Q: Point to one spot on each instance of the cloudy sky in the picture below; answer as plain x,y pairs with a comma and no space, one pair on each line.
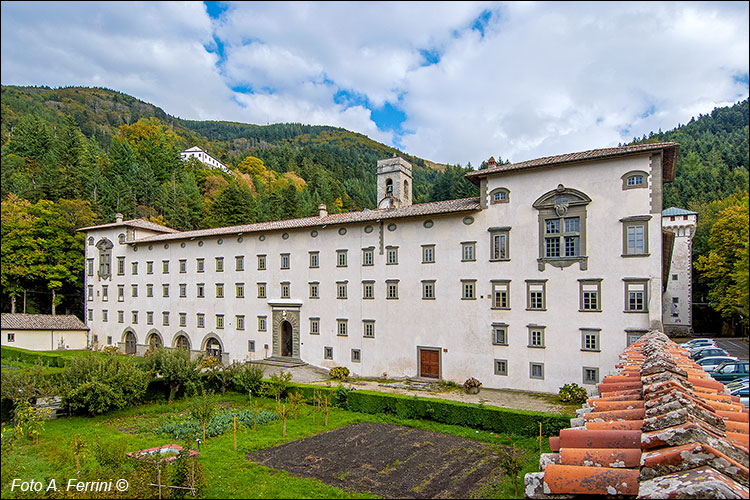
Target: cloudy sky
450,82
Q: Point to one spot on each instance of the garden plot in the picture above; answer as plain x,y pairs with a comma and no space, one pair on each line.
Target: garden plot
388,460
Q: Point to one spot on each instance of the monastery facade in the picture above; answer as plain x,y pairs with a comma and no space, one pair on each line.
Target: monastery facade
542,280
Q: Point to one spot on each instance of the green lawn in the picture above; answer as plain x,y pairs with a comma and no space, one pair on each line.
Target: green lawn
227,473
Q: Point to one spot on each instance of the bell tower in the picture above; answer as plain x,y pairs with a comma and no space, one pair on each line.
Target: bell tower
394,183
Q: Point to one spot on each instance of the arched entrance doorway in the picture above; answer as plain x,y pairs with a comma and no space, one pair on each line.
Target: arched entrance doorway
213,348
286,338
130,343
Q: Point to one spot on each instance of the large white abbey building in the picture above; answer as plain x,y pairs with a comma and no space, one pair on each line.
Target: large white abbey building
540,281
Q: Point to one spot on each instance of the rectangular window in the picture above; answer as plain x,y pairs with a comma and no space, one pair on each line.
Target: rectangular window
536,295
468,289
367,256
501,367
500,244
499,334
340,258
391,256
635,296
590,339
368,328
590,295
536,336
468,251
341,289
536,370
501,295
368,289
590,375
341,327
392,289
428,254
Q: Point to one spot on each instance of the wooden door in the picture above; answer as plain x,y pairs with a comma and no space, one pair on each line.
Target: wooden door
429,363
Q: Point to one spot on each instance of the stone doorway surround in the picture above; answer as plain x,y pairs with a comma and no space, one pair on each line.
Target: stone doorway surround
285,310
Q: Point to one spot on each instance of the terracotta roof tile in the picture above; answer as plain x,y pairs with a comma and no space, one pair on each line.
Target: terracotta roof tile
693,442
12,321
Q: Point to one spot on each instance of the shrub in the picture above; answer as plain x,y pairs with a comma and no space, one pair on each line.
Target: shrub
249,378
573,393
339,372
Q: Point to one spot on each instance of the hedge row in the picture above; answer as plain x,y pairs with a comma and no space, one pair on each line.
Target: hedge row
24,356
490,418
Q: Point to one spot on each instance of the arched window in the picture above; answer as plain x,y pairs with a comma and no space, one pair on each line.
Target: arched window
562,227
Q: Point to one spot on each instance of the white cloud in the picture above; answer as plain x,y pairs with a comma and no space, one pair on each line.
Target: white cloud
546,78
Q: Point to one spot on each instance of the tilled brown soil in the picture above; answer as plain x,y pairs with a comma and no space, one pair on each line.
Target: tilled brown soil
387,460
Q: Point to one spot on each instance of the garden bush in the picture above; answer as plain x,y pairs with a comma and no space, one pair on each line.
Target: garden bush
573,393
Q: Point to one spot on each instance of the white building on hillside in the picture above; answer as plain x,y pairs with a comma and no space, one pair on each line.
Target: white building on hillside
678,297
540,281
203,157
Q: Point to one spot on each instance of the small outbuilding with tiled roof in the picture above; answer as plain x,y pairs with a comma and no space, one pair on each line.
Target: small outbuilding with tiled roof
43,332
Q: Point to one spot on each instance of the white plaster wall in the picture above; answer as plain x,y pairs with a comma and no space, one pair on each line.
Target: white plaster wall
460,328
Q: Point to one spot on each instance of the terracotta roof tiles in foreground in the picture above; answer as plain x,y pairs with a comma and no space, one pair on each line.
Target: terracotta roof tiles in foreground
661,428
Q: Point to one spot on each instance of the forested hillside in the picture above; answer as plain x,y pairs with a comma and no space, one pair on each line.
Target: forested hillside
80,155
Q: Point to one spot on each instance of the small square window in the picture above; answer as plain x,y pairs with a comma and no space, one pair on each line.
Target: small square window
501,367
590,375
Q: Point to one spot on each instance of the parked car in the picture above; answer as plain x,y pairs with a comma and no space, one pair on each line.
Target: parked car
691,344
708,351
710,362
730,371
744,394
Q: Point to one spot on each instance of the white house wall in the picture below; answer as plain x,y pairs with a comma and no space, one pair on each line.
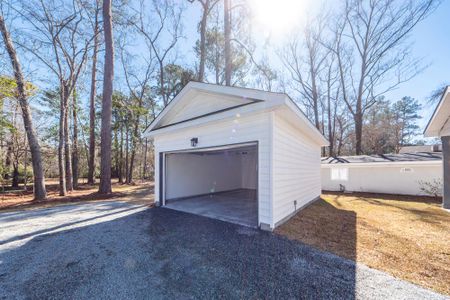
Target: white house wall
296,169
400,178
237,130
---
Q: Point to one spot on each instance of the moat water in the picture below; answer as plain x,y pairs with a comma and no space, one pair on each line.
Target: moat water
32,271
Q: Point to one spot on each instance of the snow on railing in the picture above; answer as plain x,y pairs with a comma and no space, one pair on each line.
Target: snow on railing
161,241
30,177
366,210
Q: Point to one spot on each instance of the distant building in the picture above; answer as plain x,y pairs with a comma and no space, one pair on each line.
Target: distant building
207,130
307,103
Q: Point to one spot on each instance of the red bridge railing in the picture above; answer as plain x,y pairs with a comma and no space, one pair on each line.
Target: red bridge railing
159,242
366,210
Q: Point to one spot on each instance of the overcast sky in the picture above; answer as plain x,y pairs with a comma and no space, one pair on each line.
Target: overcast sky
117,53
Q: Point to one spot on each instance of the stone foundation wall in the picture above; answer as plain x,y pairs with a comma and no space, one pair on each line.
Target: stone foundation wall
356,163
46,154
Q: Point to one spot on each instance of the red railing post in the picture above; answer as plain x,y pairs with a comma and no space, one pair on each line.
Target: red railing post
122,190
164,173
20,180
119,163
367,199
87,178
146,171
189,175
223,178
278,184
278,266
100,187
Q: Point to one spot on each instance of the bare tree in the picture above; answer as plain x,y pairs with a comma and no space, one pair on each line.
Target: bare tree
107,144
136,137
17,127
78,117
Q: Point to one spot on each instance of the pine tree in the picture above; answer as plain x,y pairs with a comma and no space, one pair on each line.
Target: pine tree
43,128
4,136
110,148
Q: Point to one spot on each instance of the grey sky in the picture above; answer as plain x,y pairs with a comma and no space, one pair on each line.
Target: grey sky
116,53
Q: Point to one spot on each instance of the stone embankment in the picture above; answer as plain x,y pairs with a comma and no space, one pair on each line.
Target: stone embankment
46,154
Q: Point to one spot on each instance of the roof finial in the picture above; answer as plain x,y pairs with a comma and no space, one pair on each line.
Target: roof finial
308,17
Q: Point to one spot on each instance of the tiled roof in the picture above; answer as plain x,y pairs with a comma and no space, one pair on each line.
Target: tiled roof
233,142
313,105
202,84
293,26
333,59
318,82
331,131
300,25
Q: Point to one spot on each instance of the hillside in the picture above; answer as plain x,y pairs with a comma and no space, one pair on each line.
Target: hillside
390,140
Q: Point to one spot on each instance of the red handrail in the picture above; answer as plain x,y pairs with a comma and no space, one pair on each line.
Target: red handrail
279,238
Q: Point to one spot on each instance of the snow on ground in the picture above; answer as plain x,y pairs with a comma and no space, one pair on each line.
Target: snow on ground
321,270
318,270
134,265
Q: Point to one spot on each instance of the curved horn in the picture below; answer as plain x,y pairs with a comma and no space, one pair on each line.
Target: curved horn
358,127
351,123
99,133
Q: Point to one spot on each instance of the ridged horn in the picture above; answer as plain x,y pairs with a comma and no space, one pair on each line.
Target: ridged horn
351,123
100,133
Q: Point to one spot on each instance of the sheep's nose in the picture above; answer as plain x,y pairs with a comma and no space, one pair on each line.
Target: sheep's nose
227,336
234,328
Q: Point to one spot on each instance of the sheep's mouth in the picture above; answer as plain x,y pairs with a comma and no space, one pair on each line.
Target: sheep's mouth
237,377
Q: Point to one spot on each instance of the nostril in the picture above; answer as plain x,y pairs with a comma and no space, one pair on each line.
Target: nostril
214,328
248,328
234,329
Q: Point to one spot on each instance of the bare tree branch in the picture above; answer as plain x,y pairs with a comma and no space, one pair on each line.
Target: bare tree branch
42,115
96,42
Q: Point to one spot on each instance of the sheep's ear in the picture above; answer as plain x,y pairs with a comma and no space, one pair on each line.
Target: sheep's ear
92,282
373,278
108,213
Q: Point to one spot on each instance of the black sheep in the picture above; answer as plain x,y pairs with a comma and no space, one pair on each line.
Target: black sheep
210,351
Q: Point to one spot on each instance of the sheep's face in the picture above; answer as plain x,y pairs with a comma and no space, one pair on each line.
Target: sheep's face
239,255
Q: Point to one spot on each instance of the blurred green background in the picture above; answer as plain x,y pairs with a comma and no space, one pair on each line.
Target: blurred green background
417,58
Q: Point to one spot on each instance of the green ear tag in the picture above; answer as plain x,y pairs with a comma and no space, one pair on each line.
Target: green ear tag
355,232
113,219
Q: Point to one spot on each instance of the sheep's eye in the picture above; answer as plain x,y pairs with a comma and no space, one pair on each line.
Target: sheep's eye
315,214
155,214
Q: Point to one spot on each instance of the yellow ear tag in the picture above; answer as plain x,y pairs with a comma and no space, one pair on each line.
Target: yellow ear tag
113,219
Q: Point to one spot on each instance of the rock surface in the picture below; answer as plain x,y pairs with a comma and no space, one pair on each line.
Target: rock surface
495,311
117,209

▶ [YOUR TASK]: In the records above, find every line containing the word "below" and show it.

▶ [EXERCISE RESPONSE]:
Q: Point to one spot on each instance of the cloudy sky in the picture below; answer as plain x,y pairs with a comma and no space, one pair on each line.
Q: Point to one spot on each instance of the white house wall in the picture below; answer as plain x,y pairs with a comma and no space, one pair on each line.
Q: Point to one spot on each instance of the moat water in the picture below; answer as plain x,y pairs with a comma and no space, one pair on each line.
Q: Point to one spot on each instance of the curved horn in the picture below; answer as plain x,y pairs with a comma and no space, one pair on each line.
Q: Point to one spot on each instance of the rock surface in the picture below; answer as plain x,y pairs with a comma and no space, one pair on each line.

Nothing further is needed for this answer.